OBJECTIVE — Please count the lines in the records below that contain the word "person", treating uppercase and lowercase as different, and reply with only that number.

** start **

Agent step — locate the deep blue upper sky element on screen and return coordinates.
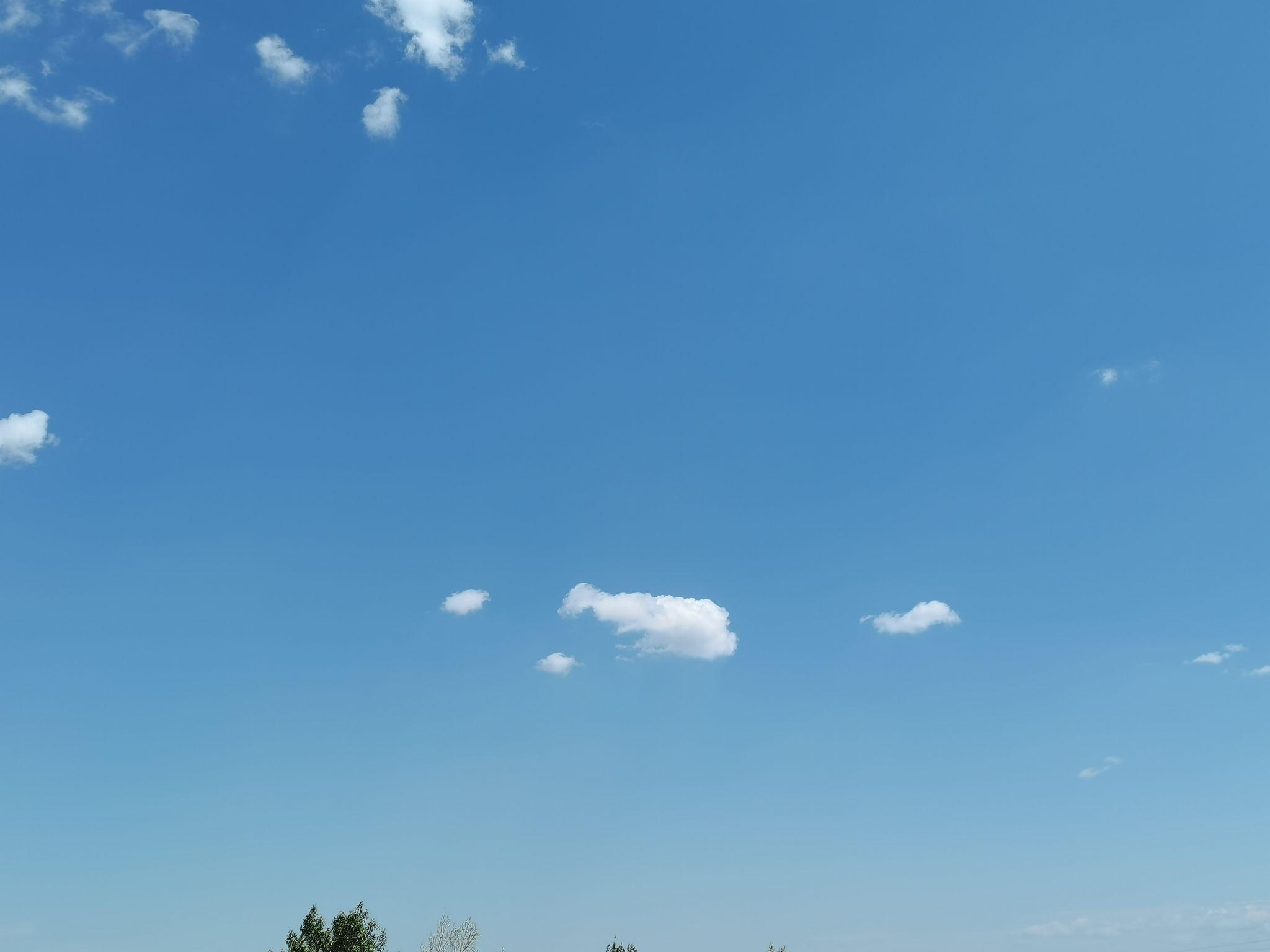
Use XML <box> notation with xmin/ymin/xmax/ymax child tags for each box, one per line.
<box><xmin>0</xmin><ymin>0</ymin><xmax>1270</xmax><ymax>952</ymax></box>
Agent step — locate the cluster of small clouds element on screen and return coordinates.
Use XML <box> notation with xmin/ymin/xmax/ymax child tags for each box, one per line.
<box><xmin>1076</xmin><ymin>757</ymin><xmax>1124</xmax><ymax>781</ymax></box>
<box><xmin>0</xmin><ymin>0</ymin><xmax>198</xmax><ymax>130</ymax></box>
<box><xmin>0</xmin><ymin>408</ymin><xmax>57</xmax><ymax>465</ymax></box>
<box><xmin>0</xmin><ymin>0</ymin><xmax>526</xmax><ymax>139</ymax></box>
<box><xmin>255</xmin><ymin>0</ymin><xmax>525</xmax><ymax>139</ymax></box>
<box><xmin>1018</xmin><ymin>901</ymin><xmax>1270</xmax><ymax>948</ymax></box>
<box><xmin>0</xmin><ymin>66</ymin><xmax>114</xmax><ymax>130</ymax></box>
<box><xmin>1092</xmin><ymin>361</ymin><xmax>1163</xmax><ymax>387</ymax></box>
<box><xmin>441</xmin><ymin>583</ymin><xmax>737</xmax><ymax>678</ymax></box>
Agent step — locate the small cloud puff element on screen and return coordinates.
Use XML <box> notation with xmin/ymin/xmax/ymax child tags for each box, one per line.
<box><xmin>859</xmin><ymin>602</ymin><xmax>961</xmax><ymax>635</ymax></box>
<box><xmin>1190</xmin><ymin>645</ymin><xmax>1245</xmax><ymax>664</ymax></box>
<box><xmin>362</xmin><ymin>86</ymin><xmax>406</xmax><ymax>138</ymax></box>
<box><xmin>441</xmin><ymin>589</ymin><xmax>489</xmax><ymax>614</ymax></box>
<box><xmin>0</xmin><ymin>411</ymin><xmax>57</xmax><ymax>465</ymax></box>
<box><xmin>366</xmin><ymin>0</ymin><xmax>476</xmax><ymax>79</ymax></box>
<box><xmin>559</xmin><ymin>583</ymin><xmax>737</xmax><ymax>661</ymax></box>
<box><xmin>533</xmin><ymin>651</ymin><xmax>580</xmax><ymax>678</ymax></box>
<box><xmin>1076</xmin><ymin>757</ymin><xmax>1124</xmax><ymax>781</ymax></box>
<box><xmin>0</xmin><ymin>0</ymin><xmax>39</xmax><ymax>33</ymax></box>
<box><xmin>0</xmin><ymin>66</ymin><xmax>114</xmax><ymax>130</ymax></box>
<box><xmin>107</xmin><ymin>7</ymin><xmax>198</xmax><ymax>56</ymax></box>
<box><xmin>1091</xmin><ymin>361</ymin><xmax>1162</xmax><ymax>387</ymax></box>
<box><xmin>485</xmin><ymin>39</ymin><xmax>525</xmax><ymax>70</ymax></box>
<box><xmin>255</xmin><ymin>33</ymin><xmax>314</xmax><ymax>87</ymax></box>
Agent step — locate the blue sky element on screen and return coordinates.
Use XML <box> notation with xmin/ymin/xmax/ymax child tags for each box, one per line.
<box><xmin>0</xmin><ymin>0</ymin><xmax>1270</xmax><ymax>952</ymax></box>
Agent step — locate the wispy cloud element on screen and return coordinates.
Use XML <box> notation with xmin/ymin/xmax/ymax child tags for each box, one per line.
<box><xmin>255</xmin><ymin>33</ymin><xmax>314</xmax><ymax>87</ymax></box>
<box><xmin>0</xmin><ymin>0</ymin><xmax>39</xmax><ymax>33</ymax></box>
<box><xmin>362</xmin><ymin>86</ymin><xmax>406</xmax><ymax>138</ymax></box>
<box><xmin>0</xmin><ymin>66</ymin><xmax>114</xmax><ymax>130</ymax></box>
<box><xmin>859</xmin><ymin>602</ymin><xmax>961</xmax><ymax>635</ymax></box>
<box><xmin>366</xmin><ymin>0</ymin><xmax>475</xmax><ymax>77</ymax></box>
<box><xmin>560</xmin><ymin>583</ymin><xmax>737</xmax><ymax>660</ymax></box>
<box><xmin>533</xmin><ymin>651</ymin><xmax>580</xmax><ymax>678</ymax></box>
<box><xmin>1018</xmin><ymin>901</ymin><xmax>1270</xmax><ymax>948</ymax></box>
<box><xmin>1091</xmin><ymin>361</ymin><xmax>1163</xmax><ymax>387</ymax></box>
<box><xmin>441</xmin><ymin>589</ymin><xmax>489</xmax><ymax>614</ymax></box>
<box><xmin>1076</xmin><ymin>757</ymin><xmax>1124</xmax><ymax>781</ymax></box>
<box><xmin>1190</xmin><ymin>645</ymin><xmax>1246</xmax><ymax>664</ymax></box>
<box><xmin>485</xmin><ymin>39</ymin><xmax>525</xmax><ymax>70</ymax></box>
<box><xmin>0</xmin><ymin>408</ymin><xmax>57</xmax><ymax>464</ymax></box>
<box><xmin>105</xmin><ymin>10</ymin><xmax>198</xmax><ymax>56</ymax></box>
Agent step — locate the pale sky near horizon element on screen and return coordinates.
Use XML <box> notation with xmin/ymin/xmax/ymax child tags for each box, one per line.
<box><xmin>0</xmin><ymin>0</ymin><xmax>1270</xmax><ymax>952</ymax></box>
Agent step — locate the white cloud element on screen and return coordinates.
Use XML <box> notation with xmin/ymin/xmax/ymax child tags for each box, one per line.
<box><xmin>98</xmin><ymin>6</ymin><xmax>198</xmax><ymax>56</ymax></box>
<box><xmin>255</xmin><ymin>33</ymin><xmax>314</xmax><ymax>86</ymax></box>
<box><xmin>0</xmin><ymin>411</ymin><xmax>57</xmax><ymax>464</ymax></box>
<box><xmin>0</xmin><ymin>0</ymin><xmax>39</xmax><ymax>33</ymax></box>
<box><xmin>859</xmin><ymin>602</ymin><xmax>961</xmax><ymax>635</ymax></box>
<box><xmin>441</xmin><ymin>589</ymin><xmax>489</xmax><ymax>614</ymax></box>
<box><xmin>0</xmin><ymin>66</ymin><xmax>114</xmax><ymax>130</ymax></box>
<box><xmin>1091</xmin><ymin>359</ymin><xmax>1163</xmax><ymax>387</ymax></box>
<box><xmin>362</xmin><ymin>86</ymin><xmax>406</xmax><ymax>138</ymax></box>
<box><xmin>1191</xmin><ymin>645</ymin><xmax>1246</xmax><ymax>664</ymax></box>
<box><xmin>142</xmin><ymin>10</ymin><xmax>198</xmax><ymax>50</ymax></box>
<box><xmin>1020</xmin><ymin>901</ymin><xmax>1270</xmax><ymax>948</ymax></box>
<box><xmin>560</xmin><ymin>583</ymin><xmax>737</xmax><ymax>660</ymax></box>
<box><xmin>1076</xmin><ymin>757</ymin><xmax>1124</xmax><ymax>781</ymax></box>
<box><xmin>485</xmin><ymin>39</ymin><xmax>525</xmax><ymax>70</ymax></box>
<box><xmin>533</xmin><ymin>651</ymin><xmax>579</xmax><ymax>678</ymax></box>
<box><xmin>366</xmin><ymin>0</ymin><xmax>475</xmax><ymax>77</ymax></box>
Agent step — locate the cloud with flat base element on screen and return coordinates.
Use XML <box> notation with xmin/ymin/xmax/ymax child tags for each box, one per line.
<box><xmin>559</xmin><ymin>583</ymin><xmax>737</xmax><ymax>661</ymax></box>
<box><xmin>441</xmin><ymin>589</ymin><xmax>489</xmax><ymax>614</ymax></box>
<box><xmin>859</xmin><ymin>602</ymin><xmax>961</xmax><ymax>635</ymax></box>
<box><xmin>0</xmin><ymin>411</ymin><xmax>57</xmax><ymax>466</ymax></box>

** end **
** start **

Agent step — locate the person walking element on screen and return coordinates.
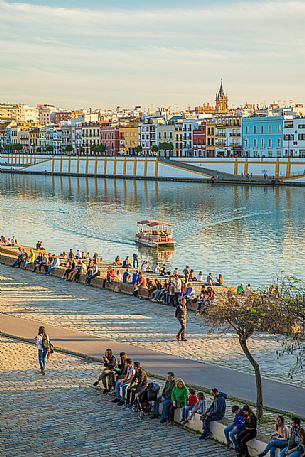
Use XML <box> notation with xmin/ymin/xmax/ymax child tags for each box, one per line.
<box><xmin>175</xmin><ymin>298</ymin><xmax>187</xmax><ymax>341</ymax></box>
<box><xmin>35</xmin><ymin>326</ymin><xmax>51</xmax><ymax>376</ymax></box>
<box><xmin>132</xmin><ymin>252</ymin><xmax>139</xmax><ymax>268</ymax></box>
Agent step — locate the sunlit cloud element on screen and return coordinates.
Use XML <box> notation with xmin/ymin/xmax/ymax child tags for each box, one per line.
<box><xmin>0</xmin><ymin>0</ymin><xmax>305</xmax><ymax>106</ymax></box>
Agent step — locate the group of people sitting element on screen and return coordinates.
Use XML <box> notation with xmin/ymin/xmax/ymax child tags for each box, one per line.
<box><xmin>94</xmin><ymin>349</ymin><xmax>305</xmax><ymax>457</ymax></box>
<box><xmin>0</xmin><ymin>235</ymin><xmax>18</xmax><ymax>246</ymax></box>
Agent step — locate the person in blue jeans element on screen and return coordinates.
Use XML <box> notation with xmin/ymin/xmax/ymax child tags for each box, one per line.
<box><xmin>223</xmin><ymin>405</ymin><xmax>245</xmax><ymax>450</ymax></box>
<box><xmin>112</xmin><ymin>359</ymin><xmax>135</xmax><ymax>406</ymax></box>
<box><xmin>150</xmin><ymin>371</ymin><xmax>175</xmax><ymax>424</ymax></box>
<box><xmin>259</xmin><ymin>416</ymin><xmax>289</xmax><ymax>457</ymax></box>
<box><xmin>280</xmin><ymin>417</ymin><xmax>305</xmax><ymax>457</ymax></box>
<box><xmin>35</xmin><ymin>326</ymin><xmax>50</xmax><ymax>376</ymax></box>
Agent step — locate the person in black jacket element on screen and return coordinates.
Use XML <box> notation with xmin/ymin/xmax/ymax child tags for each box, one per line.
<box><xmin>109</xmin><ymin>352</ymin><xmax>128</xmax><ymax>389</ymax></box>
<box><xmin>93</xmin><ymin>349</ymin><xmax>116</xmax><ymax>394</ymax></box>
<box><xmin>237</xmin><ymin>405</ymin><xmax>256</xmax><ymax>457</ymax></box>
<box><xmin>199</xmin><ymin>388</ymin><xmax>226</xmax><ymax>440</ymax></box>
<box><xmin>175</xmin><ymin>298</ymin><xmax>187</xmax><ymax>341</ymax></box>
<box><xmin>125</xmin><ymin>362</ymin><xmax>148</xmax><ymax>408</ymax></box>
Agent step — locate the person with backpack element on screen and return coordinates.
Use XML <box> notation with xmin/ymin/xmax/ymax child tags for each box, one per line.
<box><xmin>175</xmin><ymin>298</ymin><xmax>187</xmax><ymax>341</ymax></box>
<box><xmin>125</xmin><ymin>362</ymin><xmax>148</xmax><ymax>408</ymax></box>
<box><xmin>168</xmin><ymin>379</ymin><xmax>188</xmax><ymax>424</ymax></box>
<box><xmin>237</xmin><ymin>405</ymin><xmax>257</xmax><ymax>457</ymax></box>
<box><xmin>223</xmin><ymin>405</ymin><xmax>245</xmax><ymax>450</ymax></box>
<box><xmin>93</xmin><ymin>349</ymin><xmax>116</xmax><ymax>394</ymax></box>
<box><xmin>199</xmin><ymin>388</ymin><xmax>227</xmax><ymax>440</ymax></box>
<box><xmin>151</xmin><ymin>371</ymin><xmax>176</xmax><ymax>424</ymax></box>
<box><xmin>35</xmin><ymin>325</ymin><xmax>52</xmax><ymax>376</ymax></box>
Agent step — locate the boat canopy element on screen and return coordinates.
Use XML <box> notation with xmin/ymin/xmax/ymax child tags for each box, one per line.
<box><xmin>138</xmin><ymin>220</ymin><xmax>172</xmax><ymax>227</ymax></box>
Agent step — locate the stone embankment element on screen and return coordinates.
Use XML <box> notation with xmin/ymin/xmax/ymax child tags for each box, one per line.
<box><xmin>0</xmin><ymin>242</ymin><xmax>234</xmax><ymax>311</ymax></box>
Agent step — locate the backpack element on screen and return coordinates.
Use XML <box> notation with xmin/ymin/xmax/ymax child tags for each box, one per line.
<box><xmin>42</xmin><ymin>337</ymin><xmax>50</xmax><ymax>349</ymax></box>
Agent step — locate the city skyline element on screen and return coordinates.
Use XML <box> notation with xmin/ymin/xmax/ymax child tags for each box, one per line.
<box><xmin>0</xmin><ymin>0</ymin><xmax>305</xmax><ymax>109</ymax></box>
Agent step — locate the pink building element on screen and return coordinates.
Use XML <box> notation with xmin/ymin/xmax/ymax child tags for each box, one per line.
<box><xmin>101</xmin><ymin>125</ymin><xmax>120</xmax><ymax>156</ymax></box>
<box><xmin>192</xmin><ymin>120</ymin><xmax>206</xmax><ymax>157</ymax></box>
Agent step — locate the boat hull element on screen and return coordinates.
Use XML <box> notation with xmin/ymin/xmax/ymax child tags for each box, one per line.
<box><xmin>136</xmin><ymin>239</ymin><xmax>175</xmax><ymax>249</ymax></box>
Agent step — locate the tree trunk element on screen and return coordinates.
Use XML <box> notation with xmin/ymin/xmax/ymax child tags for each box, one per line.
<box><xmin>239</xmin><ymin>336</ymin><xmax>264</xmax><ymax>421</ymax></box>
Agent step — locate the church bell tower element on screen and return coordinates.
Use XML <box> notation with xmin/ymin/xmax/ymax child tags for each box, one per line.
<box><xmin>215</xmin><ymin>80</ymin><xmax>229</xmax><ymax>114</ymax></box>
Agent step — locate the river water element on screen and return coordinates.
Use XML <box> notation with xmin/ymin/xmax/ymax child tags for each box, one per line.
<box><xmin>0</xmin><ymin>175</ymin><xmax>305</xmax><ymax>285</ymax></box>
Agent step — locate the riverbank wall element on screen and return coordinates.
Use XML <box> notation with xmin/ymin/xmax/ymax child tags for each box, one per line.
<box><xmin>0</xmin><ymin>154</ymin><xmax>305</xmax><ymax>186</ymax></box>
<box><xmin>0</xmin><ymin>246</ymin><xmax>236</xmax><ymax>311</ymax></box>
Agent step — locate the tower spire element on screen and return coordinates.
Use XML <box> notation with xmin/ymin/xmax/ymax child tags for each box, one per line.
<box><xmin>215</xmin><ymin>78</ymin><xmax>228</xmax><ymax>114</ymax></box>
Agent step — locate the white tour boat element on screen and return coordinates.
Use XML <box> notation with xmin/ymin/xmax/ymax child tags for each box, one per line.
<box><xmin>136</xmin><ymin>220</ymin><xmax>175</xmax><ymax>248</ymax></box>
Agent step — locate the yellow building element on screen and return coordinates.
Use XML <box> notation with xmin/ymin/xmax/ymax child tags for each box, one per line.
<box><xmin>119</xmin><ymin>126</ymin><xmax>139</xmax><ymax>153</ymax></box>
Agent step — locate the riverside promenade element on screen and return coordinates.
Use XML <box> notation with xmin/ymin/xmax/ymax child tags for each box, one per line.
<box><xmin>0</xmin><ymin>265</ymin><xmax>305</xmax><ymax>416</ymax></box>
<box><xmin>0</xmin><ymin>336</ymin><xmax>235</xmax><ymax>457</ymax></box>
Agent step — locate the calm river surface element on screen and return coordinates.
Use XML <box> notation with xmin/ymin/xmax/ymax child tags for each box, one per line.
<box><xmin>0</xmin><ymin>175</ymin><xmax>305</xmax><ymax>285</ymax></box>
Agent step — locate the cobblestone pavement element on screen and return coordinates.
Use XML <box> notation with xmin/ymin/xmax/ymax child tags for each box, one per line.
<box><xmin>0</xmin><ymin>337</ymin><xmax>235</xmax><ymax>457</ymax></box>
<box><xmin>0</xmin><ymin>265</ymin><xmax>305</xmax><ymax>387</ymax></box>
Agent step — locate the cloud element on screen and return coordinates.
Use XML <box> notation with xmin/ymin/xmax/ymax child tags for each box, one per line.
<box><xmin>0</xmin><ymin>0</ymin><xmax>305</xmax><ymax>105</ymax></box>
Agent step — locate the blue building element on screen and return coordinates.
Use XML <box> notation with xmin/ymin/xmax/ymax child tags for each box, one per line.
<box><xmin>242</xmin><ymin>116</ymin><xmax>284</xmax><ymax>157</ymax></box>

** end **

TASK OUTPUT — 4